- The problem -
Both the line containing "Expected behaviour: for every instance of the snow on" and the last line of the listing are included: write out exactly the lines from one to the other.

- Data lines -
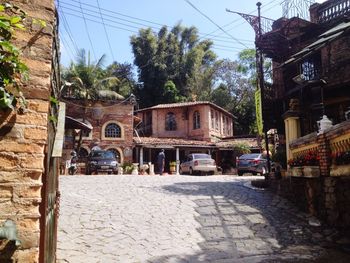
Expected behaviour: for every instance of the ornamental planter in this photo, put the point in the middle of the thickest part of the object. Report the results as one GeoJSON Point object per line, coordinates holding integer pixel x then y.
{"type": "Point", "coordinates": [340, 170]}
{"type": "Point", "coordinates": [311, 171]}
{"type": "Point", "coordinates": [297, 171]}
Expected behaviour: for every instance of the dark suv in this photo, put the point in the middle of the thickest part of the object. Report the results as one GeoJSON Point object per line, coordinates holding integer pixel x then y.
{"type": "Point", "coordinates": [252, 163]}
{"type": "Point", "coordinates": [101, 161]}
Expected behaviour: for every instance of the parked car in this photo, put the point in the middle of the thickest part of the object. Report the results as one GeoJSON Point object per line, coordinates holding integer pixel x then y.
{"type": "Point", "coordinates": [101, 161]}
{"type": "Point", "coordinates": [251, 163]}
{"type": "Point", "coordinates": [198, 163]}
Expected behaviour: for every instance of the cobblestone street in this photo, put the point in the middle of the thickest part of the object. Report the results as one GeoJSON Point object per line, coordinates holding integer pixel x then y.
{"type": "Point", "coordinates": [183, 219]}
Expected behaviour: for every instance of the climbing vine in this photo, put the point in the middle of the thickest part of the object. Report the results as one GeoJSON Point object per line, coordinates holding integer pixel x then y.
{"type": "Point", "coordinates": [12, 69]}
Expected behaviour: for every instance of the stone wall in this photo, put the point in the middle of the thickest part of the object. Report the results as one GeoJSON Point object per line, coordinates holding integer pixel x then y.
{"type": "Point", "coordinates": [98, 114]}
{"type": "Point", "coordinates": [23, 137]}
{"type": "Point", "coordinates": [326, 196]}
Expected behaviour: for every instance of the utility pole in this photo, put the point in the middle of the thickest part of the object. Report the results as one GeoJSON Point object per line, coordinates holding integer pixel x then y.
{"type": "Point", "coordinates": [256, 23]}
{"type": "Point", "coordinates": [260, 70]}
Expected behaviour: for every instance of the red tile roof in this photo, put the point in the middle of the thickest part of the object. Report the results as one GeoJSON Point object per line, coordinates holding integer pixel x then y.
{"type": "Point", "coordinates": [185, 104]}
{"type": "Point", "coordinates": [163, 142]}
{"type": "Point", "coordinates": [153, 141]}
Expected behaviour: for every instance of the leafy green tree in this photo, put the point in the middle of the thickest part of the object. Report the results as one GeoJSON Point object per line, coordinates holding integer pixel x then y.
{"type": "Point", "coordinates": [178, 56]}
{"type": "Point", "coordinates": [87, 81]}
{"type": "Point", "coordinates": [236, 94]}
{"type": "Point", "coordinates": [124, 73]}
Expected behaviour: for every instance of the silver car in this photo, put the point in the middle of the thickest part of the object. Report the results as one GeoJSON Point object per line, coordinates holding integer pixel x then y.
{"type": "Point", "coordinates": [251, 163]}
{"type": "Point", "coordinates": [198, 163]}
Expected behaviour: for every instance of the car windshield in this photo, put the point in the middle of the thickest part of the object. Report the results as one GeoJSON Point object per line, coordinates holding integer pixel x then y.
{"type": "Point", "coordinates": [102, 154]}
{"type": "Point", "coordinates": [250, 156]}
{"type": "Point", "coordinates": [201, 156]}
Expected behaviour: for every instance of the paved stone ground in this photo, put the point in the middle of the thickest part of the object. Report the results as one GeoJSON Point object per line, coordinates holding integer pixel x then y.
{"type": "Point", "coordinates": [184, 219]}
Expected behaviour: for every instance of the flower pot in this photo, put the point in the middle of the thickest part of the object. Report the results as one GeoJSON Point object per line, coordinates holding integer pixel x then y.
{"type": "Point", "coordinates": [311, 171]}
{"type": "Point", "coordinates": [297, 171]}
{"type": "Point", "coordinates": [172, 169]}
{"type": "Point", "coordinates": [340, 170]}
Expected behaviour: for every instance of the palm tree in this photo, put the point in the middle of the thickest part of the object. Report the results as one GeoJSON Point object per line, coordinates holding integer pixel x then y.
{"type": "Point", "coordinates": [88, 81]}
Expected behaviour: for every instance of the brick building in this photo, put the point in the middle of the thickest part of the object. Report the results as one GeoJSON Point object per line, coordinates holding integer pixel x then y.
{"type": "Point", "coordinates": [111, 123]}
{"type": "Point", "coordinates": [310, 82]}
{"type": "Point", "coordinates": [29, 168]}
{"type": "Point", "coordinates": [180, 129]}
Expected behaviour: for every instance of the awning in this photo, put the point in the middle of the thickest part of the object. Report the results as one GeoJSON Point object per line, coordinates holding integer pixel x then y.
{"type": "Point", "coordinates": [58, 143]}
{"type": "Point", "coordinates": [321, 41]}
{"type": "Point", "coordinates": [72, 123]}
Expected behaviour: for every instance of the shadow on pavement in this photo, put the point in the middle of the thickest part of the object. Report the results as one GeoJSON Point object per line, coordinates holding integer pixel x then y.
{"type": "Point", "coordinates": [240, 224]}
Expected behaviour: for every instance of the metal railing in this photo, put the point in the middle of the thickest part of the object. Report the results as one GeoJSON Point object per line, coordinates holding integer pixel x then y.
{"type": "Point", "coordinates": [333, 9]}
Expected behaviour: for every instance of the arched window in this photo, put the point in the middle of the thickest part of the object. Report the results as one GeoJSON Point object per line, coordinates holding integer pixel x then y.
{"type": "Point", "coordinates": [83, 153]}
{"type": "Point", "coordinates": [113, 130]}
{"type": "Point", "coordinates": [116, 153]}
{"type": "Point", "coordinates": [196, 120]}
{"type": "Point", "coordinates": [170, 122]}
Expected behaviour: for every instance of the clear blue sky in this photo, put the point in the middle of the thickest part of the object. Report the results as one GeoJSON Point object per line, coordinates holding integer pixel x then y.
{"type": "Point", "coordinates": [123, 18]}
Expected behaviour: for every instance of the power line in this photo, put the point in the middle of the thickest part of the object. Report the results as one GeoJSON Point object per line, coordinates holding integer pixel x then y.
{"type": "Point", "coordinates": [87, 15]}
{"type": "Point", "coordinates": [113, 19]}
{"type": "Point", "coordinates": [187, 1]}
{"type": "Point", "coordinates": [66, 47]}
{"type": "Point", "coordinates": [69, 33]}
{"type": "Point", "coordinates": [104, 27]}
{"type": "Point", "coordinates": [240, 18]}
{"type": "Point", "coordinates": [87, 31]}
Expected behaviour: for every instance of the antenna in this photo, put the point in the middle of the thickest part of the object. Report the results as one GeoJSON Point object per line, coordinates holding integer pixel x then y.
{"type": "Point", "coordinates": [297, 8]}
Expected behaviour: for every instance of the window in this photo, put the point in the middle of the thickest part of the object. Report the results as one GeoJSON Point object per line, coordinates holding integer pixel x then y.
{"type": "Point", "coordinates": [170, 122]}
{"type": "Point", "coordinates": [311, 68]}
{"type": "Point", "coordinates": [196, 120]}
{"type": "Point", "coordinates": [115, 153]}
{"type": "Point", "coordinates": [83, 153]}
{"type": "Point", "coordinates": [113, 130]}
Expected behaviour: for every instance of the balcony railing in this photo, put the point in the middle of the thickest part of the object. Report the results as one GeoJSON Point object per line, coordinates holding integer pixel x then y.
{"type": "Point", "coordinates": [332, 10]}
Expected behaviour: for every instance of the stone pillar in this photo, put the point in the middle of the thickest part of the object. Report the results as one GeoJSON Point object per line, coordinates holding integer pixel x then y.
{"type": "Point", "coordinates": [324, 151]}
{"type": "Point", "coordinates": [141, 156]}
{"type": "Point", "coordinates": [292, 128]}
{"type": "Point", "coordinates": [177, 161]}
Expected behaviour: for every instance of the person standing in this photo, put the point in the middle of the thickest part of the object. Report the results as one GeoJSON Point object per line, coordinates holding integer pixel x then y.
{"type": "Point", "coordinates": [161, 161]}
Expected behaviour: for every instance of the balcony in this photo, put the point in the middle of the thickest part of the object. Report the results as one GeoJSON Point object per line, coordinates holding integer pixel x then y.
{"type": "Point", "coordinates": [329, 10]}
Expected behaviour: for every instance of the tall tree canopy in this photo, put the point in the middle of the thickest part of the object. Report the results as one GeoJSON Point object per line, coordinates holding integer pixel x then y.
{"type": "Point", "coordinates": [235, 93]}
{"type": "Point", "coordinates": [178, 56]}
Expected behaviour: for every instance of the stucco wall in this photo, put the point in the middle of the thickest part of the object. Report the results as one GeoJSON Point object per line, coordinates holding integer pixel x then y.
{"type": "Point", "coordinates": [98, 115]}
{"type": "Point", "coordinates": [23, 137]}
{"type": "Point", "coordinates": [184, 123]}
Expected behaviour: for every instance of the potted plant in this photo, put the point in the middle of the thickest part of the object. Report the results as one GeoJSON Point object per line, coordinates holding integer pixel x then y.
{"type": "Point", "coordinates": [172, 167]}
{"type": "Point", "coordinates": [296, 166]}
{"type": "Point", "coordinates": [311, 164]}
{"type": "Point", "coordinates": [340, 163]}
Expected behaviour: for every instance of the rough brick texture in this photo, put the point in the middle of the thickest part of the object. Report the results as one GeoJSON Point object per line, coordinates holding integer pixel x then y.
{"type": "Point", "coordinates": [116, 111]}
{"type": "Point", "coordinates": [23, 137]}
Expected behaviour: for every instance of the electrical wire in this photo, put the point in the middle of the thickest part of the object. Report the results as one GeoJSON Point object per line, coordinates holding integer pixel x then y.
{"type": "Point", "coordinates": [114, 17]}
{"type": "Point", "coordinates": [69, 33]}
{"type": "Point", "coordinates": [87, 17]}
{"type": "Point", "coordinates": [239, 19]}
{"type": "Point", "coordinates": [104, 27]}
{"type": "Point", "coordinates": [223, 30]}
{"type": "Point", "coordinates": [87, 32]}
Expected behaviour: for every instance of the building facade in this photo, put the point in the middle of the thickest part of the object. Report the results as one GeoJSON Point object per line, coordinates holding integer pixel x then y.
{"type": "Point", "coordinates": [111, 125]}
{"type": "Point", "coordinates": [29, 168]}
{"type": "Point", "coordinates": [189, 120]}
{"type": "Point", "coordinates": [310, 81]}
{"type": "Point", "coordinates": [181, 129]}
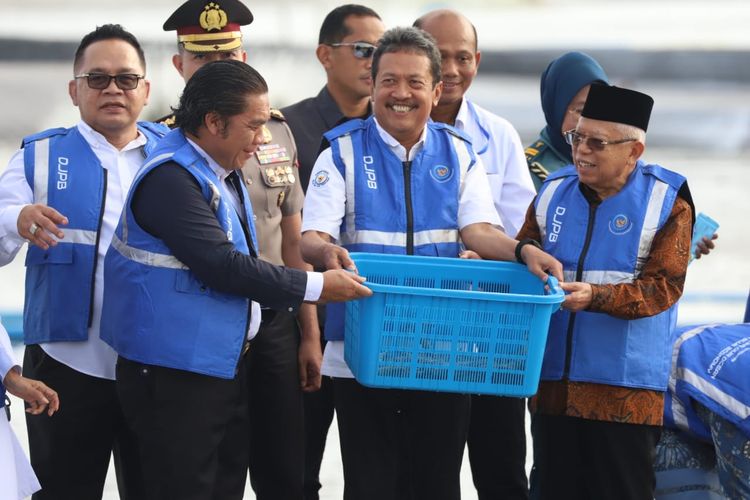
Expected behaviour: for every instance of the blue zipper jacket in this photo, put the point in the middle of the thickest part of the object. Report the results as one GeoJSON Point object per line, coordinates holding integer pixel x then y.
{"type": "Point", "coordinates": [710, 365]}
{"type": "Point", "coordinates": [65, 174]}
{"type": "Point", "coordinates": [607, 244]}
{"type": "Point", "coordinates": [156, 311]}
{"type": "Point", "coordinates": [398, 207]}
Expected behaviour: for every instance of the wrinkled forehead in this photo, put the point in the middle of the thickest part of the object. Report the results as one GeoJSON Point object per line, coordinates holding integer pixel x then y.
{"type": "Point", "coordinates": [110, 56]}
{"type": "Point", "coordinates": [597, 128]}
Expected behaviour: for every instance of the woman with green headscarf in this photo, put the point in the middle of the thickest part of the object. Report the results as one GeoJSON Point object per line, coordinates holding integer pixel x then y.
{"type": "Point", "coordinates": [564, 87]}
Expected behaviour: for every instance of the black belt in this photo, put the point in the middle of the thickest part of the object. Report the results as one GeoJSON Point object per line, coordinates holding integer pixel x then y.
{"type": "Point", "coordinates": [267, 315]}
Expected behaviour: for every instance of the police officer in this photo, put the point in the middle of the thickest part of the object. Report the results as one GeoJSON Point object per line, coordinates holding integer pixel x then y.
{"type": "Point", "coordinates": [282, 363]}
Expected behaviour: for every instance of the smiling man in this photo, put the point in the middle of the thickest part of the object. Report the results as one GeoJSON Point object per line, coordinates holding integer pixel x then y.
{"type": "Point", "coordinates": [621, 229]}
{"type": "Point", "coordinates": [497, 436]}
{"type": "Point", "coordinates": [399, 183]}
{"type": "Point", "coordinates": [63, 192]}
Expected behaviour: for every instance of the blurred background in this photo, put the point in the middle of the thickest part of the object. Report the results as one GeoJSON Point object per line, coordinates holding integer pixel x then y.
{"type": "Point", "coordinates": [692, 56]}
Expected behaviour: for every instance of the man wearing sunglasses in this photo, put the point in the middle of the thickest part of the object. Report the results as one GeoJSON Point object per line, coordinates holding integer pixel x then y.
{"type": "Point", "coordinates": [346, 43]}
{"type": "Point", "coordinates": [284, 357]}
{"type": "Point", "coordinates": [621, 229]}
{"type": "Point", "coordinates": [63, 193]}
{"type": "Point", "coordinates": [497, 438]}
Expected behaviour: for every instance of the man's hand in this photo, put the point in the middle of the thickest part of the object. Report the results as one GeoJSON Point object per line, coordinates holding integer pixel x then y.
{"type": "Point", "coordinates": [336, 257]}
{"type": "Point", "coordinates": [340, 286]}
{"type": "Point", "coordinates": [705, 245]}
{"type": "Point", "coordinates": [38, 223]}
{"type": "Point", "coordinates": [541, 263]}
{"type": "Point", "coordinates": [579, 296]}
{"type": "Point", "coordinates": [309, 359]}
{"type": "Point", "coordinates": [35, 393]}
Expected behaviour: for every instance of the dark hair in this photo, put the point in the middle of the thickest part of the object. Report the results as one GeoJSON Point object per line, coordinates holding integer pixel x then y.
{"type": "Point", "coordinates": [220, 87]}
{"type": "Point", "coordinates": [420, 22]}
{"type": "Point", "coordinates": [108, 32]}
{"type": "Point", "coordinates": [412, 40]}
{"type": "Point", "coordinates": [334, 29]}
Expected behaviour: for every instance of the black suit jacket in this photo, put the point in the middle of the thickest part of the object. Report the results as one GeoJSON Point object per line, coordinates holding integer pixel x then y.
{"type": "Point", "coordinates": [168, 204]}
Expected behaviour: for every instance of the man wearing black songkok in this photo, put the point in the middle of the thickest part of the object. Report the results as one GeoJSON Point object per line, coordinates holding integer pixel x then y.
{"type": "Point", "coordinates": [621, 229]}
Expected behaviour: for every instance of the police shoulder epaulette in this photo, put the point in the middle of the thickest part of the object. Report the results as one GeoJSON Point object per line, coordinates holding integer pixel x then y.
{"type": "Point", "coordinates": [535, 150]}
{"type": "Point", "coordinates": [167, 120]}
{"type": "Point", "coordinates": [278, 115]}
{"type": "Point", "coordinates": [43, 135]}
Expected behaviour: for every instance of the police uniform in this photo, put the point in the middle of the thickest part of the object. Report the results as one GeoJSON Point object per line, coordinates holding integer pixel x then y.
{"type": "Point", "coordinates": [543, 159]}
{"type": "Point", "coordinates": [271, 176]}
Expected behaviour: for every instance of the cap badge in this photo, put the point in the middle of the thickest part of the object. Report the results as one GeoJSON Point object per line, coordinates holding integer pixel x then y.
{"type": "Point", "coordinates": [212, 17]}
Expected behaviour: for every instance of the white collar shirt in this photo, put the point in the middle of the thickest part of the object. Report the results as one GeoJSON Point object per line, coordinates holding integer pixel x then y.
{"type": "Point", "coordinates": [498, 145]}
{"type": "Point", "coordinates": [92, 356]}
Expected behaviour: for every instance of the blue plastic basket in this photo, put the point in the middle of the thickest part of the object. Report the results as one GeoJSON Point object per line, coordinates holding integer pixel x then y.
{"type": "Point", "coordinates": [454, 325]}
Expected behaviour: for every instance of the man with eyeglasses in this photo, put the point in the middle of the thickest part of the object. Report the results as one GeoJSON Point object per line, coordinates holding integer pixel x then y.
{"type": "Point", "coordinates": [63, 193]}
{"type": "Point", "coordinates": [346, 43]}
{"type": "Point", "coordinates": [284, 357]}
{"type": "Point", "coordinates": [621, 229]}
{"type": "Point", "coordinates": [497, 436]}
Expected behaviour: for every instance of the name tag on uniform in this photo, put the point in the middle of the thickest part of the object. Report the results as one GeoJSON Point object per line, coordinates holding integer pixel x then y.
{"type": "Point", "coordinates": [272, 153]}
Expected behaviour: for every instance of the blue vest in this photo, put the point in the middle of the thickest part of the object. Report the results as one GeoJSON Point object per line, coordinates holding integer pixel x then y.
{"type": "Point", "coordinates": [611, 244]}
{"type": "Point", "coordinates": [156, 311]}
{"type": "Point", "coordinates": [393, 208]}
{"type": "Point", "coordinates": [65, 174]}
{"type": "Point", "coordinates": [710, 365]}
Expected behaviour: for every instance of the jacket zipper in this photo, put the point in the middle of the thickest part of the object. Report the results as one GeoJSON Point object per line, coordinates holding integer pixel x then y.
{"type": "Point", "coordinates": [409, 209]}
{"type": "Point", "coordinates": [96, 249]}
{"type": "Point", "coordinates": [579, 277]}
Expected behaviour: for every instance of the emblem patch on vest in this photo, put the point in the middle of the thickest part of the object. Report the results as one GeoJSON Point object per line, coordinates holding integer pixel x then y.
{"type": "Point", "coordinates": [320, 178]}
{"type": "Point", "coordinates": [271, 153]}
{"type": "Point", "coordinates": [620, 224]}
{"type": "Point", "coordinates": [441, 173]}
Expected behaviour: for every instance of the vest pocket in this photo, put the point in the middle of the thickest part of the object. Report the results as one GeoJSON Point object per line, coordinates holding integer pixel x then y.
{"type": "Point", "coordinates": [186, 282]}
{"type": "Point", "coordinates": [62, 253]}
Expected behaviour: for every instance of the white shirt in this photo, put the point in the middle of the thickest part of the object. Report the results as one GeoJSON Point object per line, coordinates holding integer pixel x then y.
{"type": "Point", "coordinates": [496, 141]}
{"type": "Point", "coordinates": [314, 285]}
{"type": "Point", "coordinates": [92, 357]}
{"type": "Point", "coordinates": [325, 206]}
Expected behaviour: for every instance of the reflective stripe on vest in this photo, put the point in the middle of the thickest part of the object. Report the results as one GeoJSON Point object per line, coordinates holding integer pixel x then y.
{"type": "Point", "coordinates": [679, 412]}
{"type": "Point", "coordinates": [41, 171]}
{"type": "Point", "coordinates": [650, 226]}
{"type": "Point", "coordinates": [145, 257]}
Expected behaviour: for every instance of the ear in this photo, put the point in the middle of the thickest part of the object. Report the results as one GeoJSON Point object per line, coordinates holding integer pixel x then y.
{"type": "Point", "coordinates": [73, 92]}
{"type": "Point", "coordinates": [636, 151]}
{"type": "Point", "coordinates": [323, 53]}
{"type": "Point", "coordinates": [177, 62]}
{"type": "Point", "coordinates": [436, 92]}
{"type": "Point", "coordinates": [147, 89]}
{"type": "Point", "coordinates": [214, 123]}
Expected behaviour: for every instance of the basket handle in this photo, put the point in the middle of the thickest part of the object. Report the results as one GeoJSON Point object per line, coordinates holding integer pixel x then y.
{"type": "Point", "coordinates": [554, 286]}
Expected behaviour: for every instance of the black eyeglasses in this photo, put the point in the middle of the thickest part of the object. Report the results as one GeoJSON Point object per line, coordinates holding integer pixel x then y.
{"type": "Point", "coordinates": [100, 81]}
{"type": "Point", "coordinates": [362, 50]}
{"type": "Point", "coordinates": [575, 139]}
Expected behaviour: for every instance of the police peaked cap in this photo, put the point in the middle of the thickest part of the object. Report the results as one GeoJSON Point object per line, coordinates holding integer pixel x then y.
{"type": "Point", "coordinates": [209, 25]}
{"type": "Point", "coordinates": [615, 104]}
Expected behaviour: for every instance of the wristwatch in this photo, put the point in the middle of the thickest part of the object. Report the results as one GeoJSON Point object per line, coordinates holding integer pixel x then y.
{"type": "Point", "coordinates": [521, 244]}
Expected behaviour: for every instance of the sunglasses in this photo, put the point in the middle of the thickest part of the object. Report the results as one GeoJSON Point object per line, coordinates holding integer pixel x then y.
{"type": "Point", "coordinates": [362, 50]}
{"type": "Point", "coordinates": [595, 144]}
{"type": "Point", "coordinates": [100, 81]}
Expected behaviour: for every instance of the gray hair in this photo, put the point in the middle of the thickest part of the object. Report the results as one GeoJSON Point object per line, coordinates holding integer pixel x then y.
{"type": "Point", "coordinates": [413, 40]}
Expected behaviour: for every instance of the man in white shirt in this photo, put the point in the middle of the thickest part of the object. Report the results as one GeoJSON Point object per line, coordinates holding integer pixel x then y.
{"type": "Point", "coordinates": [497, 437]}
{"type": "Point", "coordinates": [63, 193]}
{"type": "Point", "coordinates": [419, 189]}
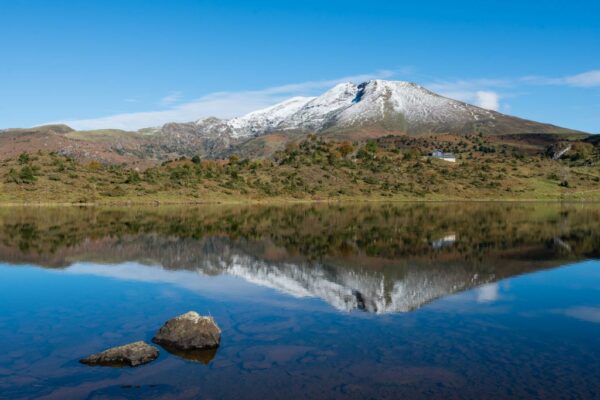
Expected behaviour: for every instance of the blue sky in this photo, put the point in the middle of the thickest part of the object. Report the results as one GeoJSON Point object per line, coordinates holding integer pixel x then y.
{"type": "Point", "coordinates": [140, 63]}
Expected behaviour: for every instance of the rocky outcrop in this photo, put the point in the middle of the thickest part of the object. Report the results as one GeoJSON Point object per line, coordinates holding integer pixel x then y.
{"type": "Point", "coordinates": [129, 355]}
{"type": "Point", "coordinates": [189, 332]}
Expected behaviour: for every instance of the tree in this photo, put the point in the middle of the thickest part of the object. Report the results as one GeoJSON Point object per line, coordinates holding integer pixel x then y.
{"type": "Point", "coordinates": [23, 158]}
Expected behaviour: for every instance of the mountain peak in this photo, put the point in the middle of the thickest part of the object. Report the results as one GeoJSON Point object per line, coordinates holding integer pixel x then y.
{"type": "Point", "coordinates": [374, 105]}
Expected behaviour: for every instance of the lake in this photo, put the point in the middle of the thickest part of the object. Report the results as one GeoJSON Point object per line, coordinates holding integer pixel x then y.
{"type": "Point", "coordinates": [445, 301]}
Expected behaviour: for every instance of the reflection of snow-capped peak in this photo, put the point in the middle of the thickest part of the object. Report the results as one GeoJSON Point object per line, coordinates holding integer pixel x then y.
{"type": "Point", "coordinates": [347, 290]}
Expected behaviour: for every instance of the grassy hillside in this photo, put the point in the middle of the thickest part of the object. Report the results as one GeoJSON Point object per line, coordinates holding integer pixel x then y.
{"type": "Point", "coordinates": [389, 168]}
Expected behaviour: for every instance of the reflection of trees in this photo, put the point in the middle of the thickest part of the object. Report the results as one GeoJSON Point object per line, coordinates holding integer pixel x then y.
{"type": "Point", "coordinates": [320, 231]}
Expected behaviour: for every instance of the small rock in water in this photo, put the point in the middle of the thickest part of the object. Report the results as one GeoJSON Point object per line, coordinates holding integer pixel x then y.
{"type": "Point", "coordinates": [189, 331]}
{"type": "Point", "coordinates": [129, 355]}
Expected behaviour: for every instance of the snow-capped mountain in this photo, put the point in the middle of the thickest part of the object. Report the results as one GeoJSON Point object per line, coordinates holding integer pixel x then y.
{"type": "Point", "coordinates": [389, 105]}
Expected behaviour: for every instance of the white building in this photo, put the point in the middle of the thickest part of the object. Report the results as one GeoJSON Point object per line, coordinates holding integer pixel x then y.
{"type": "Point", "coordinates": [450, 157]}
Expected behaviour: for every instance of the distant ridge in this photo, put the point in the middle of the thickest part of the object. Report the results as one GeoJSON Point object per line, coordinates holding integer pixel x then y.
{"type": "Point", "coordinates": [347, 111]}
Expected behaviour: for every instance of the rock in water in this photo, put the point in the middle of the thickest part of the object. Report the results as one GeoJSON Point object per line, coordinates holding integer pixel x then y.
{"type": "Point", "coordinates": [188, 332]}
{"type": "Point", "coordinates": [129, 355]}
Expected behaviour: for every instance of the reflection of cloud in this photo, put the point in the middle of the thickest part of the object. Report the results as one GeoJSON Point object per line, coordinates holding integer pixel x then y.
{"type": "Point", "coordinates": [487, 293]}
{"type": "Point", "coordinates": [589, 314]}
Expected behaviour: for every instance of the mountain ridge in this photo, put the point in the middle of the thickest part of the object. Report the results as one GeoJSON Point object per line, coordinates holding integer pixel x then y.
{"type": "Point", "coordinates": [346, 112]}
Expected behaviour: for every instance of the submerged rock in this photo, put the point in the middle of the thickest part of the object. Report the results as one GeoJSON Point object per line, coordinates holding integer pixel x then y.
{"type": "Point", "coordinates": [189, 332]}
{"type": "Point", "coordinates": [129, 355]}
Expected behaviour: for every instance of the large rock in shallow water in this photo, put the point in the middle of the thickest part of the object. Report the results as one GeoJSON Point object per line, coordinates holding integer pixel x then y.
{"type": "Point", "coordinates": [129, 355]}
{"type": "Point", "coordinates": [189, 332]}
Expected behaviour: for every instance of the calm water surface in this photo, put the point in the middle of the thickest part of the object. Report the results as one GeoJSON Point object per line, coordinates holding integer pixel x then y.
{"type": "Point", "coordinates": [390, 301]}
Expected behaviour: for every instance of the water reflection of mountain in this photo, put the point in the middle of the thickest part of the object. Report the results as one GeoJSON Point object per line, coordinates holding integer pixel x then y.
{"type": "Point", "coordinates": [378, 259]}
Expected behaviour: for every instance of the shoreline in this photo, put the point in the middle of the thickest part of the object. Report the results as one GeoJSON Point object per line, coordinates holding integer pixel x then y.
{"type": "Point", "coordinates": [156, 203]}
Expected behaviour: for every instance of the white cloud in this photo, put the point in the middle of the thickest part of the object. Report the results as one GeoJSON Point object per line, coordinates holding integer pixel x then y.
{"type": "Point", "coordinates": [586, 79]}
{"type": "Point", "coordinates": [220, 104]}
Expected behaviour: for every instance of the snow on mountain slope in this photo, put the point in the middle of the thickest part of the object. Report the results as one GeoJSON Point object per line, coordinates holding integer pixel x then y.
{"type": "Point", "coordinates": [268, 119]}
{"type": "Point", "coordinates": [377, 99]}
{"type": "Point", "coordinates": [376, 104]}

- Solution for this exercise -
Expected behaviour: for every instance of the snow on mountain slope in this photo, put the point in the middle of the thickest part of the object. Report the results as one GeoJSON Point object per line, coordinates holding integer pixel x then y.
{"type": "Point", "coordinates": [268, 119]}
{"type": "Point", "coordinates": [377, 99]}
{"type": "Point", "coordinates": [376, 104]}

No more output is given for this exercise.